══ Excerto do texto ══
3. No caso das bibliotecas, por exemplo, o problema mostra-se relevante especialmente em duas perspectivas principais: ao nível da informação impressa tradicional que entretanto esteja sendo transcrita para formatos digitais (processo geralmente designado de "digitalização", uma vontade e uma prática cada vez mais comum especialmente entre bibliotecas patrimoniais, como forma de trazerem para o conhecimento e acesso público os seus espólios tradicionais); e ainda ao nível dos novos géneros de recursos nascidos já em meios digitais, como por exemplo jornais, revistas e sítios de referência publicados na Internet, livros digitais ("eBooks), etc. A preservação destas classes de recursos será premente por exemplo no caso das bibliotecas universitárias e de referência em geral, actualmente postas perante a possibilidade de licenciamento de acesso a colecções de livros digitais e revistas científicas, as quais permanecem na realidade na posse dos editores internacionais por impossibilidade técnica dessas bibliotecas em alojar localmente e preservar esses recursos. De uma forma mais geral, o problema poderá ser ainda relevante para a Biblioteca Nacional, que enquanto biblioteca de depósito deverá talvez assumir perante a sociedade responsabilidades especiais neste campo.
═══
§ Objetivo
No excerto sobre preservação digital em bibliotecas, qual é a razão apontada para as coleções de livros digitais e revistas científicas permanecerem na posse dos editores internacionais? As linhas que se seguem têm outra origem.
══ Dados guardados ══
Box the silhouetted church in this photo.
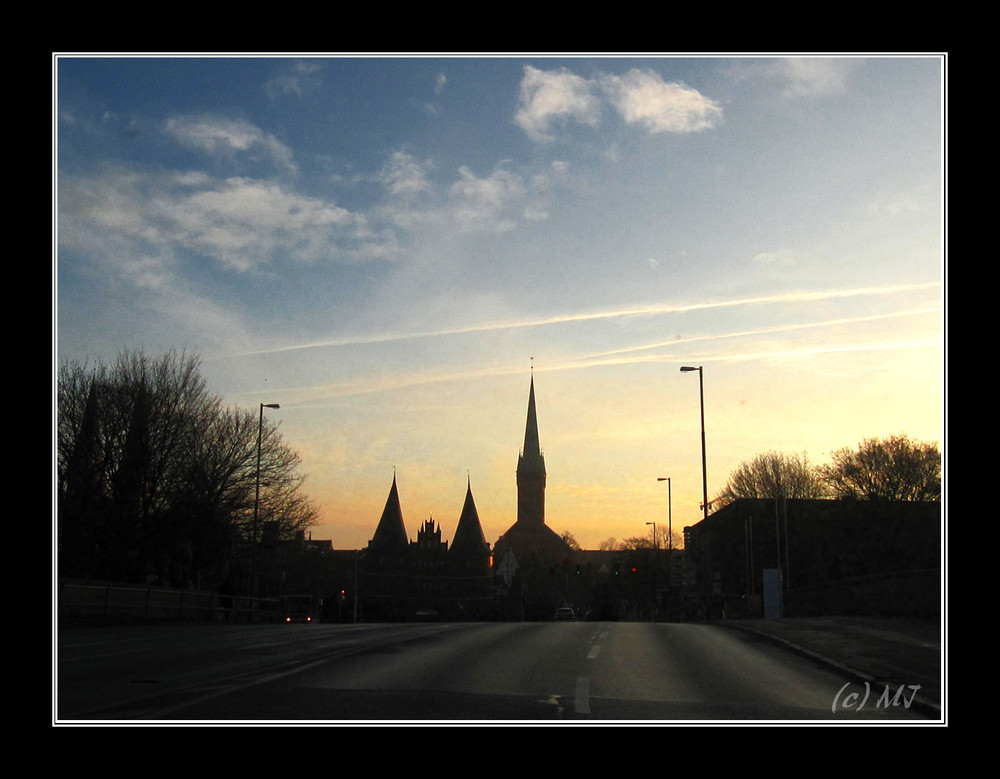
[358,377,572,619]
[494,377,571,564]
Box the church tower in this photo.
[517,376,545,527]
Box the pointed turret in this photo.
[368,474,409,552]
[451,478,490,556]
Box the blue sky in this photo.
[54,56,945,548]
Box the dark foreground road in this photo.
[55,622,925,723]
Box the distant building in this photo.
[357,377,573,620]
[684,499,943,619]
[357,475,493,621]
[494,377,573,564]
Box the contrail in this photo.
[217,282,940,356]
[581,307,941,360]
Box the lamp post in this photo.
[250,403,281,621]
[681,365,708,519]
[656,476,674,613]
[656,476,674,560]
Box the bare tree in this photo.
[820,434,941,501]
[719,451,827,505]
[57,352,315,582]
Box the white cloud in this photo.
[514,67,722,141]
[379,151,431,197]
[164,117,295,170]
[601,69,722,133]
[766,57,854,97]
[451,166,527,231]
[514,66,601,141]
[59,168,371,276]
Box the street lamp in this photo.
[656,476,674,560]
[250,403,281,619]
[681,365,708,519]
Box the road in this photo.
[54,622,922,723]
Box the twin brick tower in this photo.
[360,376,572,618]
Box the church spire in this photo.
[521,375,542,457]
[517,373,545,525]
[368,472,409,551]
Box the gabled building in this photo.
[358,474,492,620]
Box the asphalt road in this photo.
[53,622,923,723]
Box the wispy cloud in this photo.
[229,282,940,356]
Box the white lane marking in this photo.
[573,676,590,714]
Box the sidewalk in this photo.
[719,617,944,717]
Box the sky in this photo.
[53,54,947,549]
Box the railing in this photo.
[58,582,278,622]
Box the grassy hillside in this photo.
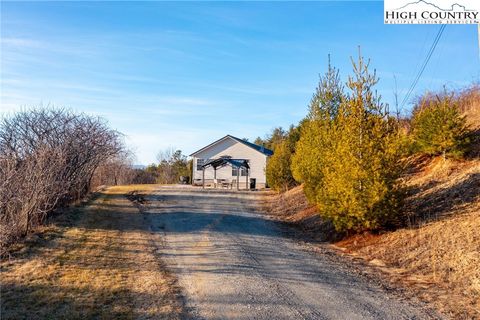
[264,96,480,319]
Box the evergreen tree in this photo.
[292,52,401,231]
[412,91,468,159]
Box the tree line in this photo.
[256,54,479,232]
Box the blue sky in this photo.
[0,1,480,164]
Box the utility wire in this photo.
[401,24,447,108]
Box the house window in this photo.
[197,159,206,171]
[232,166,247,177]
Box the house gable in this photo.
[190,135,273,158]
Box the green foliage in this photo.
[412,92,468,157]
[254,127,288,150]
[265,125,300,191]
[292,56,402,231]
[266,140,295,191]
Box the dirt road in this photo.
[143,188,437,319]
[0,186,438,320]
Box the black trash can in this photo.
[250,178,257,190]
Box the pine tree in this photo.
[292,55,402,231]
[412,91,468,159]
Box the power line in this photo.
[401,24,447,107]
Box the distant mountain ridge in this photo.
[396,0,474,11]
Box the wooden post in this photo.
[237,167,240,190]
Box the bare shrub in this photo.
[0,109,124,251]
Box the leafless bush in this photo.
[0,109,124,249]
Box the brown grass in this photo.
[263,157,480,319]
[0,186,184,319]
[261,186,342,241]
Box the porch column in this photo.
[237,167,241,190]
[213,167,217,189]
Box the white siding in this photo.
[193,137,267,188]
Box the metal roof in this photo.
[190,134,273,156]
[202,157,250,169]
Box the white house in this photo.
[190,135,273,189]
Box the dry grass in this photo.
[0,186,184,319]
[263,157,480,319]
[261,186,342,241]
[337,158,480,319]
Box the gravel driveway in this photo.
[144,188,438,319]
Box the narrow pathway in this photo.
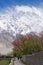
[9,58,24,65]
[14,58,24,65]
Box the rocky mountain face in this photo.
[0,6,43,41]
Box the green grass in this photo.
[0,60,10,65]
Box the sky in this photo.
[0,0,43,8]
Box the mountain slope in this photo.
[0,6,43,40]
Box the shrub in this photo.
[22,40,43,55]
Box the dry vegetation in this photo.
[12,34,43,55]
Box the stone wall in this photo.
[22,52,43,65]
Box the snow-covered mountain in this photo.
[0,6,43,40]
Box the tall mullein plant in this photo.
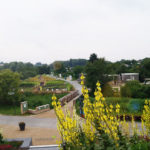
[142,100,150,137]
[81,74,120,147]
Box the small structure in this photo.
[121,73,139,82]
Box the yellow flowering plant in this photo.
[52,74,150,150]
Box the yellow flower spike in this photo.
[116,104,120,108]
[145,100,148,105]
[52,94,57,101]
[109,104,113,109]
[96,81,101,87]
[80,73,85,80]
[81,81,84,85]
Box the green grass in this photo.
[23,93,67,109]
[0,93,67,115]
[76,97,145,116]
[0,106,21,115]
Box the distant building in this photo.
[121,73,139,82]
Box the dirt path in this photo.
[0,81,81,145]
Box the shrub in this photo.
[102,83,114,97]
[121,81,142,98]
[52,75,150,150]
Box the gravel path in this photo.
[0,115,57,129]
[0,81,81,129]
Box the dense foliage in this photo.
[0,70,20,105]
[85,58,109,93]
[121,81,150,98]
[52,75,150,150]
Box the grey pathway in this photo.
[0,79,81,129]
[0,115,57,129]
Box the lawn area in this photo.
═══
§ Resposta escrita
Essas bibliotecas não têm capacidade técnica para alojar localmente e preservar esses recursos.